▸ Directive A: In the newspaper article, what role does Elizabeth Nuss hold at Maury High School?
-- Begin Document text --
The Virginian-Pilot
                             THE VIRGINIAN-PILOT 
              Copyright (c) 1995, Landmark Communications, Inc.

DATE: Thursday, June 8, 1995                 TAG: 9506080418
SECTION: LOCAL                    PAGE: B1   EDITION: FINAL 
SOURCE: BY JON GLASS, STAFF WRITER 
                                             LENGTH: Medium:   84 lines

ACLU THREATENS TO SUE SCHOOLS OVER GRADUATION PRAYER

As she prepares her upcoming graduation speech at Norfolk's Maury High School, Elizabeth Nuss said she wants to talk to her senior class about success and making a difference. And for personal reasons, she has thought about offering a prayer.

``My own faith, my own belief in God has been an integral part of my life and making it through high school,'' Nuss, the school valedictorian, said Wednesday. ``In my own life in order to make a difference, my belief in God is an essential part of that.''

Nuss said she is undecided about the prayer, in part because of her concern over how her classmates will react.

What she really had not considered, though, was whether she would be breaking the law.
-- End Document text --
▸ Directive B: Give the records, starting at the one that contains "If you could spot the attached" and ending at the end of the records, as a two-column CSV with the columns instruction and output. Each row holds one instruction's text and its answer, each in a single quoted field with line breaks replaced by spaces.
-- Begin Material provided --
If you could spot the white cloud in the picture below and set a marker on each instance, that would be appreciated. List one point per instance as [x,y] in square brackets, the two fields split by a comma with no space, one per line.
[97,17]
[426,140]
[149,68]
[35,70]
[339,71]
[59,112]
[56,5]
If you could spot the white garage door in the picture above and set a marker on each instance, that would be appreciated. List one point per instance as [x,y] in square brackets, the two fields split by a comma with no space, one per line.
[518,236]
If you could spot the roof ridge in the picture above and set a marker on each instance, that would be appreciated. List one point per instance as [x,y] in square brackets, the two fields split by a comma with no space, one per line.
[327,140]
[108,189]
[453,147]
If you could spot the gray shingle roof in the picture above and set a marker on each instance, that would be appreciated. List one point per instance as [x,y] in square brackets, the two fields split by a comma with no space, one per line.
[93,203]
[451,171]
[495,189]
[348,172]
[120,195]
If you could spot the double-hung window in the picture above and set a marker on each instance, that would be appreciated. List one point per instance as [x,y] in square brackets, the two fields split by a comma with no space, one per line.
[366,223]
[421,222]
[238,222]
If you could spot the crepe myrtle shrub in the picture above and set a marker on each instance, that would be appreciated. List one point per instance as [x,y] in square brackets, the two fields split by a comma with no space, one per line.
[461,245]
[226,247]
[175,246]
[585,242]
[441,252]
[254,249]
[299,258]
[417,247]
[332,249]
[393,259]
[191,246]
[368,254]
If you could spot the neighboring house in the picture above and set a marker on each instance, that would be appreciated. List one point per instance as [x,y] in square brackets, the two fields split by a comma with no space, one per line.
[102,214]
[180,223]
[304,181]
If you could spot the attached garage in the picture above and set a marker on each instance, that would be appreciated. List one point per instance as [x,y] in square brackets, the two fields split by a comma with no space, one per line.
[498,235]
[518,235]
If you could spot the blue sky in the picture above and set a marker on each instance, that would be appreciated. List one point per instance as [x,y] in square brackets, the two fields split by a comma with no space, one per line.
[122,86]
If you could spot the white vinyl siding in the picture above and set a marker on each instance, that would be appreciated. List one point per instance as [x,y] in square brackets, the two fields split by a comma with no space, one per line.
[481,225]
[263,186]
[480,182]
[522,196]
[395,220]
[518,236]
-- End Material provided --
▸ Full solution A: She is the school valedictorian.

▸ Full solution B:
instruction,output
"If you could spot the attached garage in the picture above and set a marker on each instance, that would be appreciated. List one point per instance as [x,y] in square brackets, the two fields split by a comma with no space, one per line.","[498,235] [518,235]"
"If you could spot the blue sky in the picture above and set a marker on each instance, that would be appreciated. List one point per instance as [x,y] in square brackets, the two fields split by a comma with no space, one per line.","[122,86]"
"If you could spot the white vinyl siding in the picture above and set a marker on each instance, that would be appreciated. List one point per instance as [x,y] in square brackets, the two fields split by a comma with no space, one per line.","[481,225] [263,186] [480,182] [522,196] [395,220] [518,236]"